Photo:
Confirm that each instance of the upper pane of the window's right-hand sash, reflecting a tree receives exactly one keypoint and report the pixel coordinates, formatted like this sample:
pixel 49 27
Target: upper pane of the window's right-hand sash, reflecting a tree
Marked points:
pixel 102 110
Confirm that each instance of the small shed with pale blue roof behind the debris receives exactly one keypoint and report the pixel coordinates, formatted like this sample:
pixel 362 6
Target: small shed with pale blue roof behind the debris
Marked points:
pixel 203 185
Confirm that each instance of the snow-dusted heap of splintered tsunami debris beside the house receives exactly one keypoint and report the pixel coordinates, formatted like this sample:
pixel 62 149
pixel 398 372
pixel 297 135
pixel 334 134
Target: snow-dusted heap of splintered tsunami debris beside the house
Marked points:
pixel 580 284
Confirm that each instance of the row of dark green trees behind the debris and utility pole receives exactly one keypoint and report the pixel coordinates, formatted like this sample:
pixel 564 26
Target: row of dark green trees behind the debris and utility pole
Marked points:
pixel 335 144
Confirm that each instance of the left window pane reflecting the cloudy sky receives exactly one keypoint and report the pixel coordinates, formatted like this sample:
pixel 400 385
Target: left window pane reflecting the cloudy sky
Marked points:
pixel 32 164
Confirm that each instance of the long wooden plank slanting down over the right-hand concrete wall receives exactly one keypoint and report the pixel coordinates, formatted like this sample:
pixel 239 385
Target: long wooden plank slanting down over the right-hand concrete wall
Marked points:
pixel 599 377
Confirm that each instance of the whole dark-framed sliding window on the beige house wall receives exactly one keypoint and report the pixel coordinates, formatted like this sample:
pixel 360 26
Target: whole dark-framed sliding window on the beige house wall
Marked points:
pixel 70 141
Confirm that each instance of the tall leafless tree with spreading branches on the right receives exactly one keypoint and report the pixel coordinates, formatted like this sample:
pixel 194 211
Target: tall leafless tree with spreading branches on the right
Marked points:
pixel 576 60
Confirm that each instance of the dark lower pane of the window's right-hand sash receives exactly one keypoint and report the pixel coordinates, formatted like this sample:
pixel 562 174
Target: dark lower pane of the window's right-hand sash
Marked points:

§

TASK TO COMPLETE:
Each record above should be retyped in full, exactly as shown.

EXERCISE RESPONSE:
Photo:
Confirm that each instance of the upper pane of the window's right-hand sash, reflecting a tree receives exactly one keypoint and report the pixel coordinates, formatted like this sample:
pixel 49 27
Target: upper pane of the window's right-hand sash, reflecting a tree
Marked points:
pixel 102 110
Confirm that each instance of the small shed with pale blue roof behind the debris receives exactly one keypoint and report the pixel coordinates, formatted like this sample:
pixel 362 6
Target: small shed with pale blue roof behind the debris
Marked points:
pixel 203 185
Confirm that each instance of the snow-dusted heap of splintered tsunami debris beside the house receives exactly one keypoint and report the pixel coordinates, formatted like this sample:
pixel 62 149
pixel 398 372
pixel 297 135
pixel 334 134
Target: snow-dusted heap of splintered tsunami debris beside the house
Marked points:
pixel 580 284
Confirm that each instance of the row of dark green trees behind the debris and utility pole receives exactly one keypoint and report the pixel coordinates, formatted like this sample:
pixel 564 26
Target: row of dark green trees behind the debris and utility pole
Marked points:
pixel 335 144
Confirm that each instance of the left window pane reflecting the cloudy sky receives exactly one keypoint and report the pixel coordinates, formatted like this sample:
pixel 400 385
Target: left window pane reflecting the cloudy sky
Marked points:
pixel 32 164
Confirm that each instance of the long wooden plank slanting down over the right-hand concrete wall receives exactly one keypoint and report the pixel coordinates, formatted like this sample:
pixel 239 385
Target: long wooden plank slanting down over the right-hand concrete wall
Marked points:
pixel 599 377
Confirm that each instance of the whole dark-framed sliding window on the beige house wall receives exactly one keypoint and report the pixel coordinates, formatted like this sample:
pixel 360 26
Target: whole dark-framed sliding window on the beige house wall
Marked points:
pixel 70 141
Confirm that each instance of the tall leafless tree with spreading branches on the right receives exactly one keypoint and report the pixel coordinates, formatted like this sample:
pixel 194 211
Target: tall leafless tree with spreading branches on the right
Marked points:
pixel 576 60
Confirm that each instance of the dark lower pane of the window's right-hand sash receives exactly one keypoint and report the pixel coordinates, formatted like this sample:
pixel 562 174
Target: dark lower pane of the window's right-hand sash
Marked points:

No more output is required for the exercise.